* Explore the material
1. From the article on Viking Therapeutics below, quote the passage from "There are potential share price gains, and" up to and including "which targets diabetes)." with no changes.
2. In the article on Viking Therapeutics, what price target per share did the Jefferies analyst assign to the company's stock?

* Supplied text
There are potential share price gains, and then there are potential share price gains. In the view of one analyst, Viking Therapeutics (VKTX 7.92%) currently stands in front of the latter variety.

The clinical-stage biotech recently came into sharp prominence thanks to one of its pipeline drugs. Does that increased attention necessarily mean its stock price is going to rocket higher?

Developing for a white-hot market

The reason Viking is getting so much added attention is VK2735, an investigational drug with a mundane name (for the moment) that has real potential to propel the stock into the stratosphere. That's because VK2735 treats obesity, and obesity treatments are the hot pharmaceutical item of the moment. Evidence of that can be seen in the glittering success of Novo Nordisk's pace-setting Wegovy (plus its brother medication, Ozempic, which targets diabetes).

Last year alone, the relatively young market for obesity drugs totaled almost $90 billion in this country.

In early March, Jefferies analyst Roger Song initiated coverage on the increasingly popular Viking. Like many investors, Song is very bullish on the biotech company's prospects and he tagged it with a buy recommendation at a price target of $110 per share. That's a robust 55% higher than the current share price.

Song set the target price high because, if VK2735 completes all its trials and wins regulatory approval, its sales could peak top $12 billion annually. Song added that there's a "palpable strategic interest in the metabolic space from big pharma." That implies that Viking could be a high-priced buyout target.

Weight loss equals share price gain

I should stress that Viking won't be the first company selling an obesity drug if VK2735 emerges from the pipeline. Yet this is still a young market and it has few players, so there's plenty of room for those competing. A big price bounce is entirely possible should the company get its drug on pharmacy shelves.

Be aware though: Drug developers, and especially biotech stocks, tend to be extremely volatile and should be approached only by investors with a higher-than-average appetite for risk.

* Supplied information

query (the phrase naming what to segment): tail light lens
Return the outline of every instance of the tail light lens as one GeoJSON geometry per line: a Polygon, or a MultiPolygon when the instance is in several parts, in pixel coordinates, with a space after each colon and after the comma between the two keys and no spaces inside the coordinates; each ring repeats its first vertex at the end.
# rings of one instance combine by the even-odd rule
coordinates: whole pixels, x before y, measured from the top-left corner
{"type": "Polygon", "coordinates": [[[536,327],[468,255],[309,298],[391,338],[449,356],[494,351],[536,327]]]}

* Responses in order
1.
There are potential share price gains, and then there are potential share price gains. In the view of one analyst, Viking Therapeutics (VKTX 7.92%) currently stands in front of the latter variety.

The clinical-stage biotech recently came into sharp prominence thanks to one of its pipeline drugs. Does that increased attention necessarily mean its stock price is going to rocket higher?

Developing for a white-hot market

The reason Viking is getting so much added attention is VK2735, an investigational drug with a mundane name (for the moment) that has real potential to propel the stock into the stratosphere. That's because VK2735 treats obesity, and obesity treatments are the hot pharmaceutical item of the moment. Evidence of that can be seen in the glittering success of Novo Nordisk's pace-setting Wegovy (plus its brother medication, Ozempic, which targets diabetes).

2. $110 per share.